------ Data extract ------
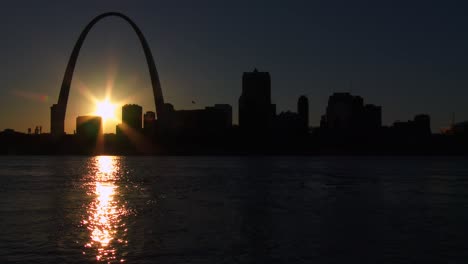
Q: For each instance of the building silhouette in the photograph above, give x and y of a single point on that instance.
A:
(132, 116)
(210, 120)
(149, 123)
(256, 112)
(303, 112)
(88, 127)
(293, 124)
(419, 126)
(347, 113)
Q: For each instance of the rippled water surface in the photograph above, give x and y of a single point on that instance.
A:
(233, 210)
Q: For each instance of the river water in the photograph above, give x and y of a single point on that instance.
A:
(233, 209)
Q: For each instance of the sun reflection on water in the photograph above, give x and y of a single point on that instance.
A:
(105, 212)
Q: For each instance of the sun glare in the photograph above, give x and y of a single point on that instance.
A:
(105, 109)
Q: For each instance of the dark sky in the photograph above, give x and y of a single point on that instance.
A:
(409, 57)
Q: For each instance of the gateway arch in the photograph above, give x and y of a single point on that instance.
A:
(58, 110)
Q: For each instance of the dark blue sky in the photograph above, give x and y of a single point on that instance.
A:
(409, 57)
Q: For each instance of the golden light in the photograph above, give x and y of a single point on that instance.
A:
(105, 109)
(104, 218)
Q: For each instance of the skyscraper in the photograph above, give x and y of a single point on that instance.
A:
(303, 112)
(149, 123)
(57, 126)
(256, 112)
(88, 127)
(132, 116)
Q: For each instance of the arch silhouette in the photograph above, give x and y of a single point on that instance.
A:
(58, 110)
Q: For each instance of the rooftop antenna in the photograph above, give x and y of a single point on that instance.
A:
(453, 119)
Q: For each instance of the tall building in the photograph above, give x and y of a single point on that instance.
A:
(419, 126)
(215, 118)
(303, 112)
(57, 126)
(256, 112)
(132, 116)
(346, 112)
(149, 123)
(88, 127)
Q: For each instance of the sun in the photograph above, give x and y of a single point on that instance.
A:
(105, 109)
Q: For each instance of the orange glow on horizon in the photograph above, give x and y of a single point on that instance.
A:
(106, 110)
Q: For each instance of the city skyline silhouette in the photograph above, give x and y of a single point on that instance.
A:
(418, 82)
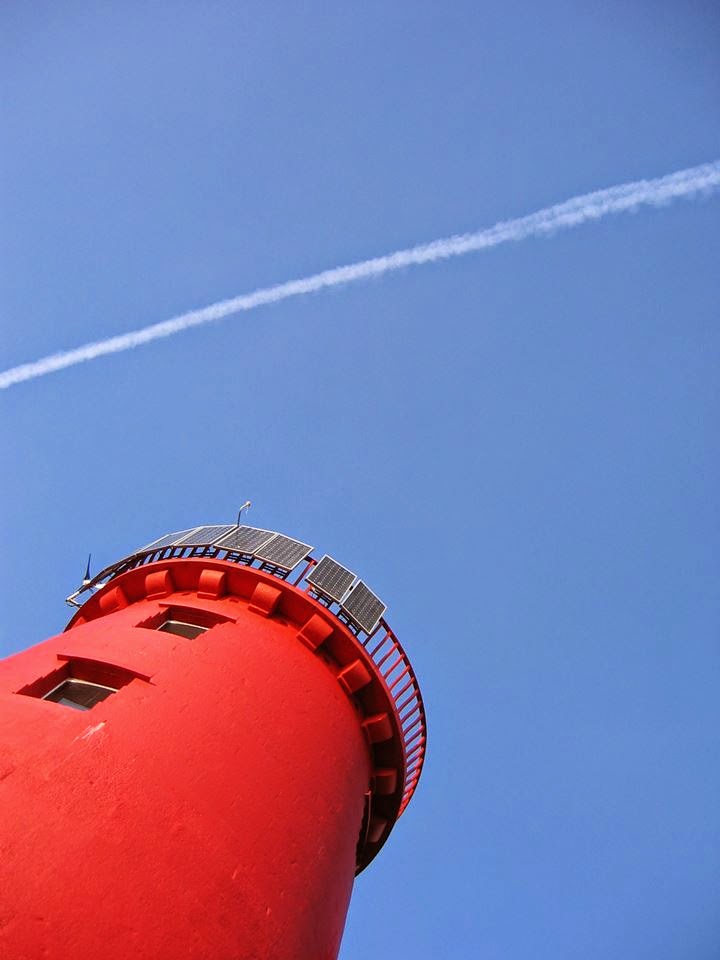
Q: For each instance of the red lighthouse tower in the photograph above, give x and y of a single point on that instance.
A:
(223, 736)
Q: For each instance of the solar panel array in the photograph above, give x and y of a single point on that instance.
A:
(331, 579)
(283, 552)
(328, 577)
(363, 607)
(245, 539)
(204, 536)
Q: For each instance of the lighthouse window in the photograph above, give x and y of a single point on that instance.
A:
(182, 628)
(79, 694)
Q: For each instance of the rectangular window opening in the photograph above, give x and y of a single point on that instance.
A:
(182, 628)
(79, 694)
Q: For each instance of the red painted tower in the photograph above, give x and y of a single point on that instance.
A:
(199, 765)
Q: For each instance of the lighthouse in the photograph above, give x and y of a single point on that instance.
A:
(224, 735)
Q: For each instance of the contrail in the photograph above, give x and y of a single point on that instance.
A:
(561, 216)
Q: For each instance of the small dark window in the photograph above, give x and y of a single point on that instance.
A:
(79, 694)
(182, 628)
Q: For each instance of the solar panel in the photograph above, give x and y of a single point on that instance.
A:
(245, 539)
(283, 552)
(203, 536)
(167, 540)
(331, 578)
(363, 607)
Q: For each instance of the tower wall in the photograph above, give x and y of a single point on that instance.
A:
(212, 807)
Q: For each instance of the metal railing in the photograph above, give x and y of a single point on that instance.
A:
(392, 664)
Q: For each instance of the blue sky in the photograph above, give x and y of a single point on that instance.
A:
(517, 449)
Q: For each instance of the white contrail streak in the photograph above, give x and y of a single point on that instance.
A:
(571, 213)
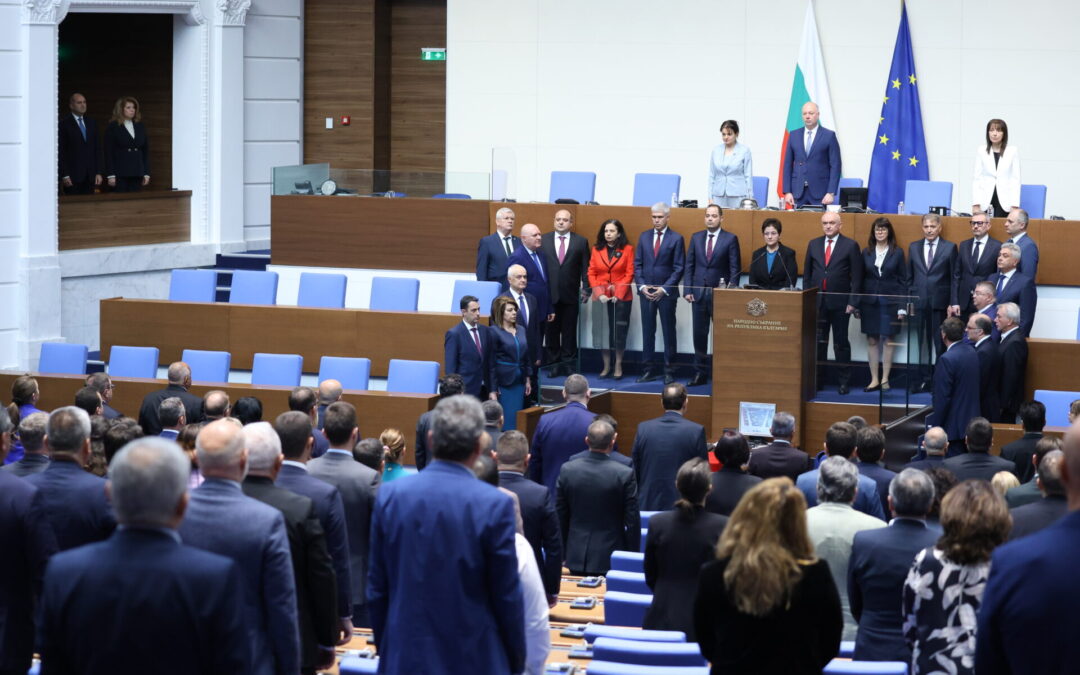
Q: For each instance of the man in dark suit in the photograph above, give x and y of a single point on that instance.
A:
(107, 606)
(561, 433)
(567, 254)
(75, 499)
(312, 568)
(661, 445)
(596, 500)
(538, 510)
(811, 162)
(835, 266)
(1027, 624)
(78, 149)
(221, 520)
(780, 458)
(444, 563)
(1013, 352)
(658, 269)
(1033, 416)
(179, 381)
(1037, 515)
(1014, 286)
(956, 385)
(24, 528)
(494, 250)
(358, 485)
(712, 261)
(880, 561)
(294, 430)
(979, 259)
(468, 349)
(933, 270)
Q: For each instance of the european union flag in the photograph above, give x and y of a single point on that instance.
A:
(900, 148)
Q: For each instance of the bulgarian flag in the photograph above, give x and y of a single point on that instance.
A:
(810, 84)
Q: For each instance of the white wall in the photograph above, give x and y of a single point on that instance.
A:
(620, 86)
(273, 90)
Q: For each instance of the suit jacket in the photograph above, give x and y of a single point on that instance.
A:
(704, 274)
(541, 526)
(28, 540)
(842, 275)
(663, 269)
(107, 605)
(1026, 608)
(956, 390)
(675, 549)
(148, 412)
(77, 157)
(491, 258)
(784, 273)
(312, 568)
(779, 459)
(559, 434)
(221, 520)
(126, 156)
(75, 503)
(817, 173)
(358, 485)
(566, 279)
(444, 514)
(729, 485)
(939, 286)
(329, 510)
(596, 499)
(1037, 515)
(661, 446)
(461, 356)
(1020, 289)
(880, 561)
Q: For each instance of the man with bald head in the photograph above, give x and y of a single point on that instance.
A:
(1028, 621)
(223, 520)
(179, 381)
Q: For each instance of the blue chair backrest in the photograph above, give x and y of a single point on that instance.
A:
(576, 185)
(1033, 199)
(207, 366)
(760, 190)
(647, 653)
(652, 188)
(282, 369)
(1057, 405)
(63, 359)
(133, 362)
(192, 286)
(322, 289)
(353, 373)
(254, 287)
(625, 608)
(415, 377)
(484, 291)
(394, 294)
(919, 196)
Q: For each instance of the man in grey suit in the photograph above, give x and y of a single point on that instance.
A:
(358, 485)
(221, 520)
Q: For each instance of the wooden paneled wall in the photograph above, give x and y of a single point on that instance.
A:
(106, 56)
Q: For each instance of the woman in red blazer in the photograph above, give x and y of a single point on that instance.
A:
(611, 280)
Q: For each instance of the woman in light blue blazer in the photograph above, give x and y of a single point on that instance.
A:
(730, 170)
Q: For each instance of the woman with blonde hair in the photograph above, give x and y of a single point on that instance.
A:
(767, 604)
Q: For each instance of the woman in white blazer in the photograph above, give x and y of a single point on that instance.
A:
(730, 169)
(996, 180)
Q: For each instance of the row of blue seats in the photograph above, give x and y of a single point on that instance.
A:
(390, 294)
(404, 376)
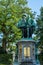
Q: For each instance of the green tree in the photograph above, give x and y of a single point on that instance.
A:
(40, 26)
(10, 12)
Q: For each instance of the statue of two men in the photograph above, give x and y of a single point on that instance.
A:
(27, 26)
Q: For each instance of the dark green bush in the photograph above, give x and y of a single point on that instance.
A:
(41, 58)
(5, 59)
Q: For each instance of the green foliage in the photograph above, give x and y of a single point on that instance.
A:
(5, 59)
(40, 26)
(10, 12)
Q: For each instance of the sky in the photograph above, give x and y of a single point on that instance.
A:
(35, 5)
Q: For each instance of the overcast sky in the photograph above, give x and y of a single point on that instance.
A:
(35, 5)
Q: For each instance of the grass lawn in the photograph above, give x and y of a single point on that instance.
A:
(5, 59)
------
_Requirement_
Copy out the lines starting at the one containing "Q: For each instance of the statue" and ending with the last line of the entries. Include nothing else.

_Finished task_
Q: For each instance of the statue of two men in the photograph above, give x and y of a single point on that instance.
A:
(27, 26)
Q: For each instance of the dark green bush in the photograph above, give x and y of a single point on that instance.
A:
(41, 58)
(5, 59)
Q: For each instance of the green foliage in the photograph above, give x and y of a single point on that instance.
A:
(5, 59)
(40, 26)
(10, 12)
Q: For each instance of the sky in the photograph above, give x and y of a single point on that instance.
A:
(35, 5)
Q: For each instance of the overcast sky in the photograph above, give x and y of a single point on that instance.
A:
(35, 5)
Q: For each instance of the grass lawn in the photograph above, give x and y of a single point on that instance.
A:
(5, 59)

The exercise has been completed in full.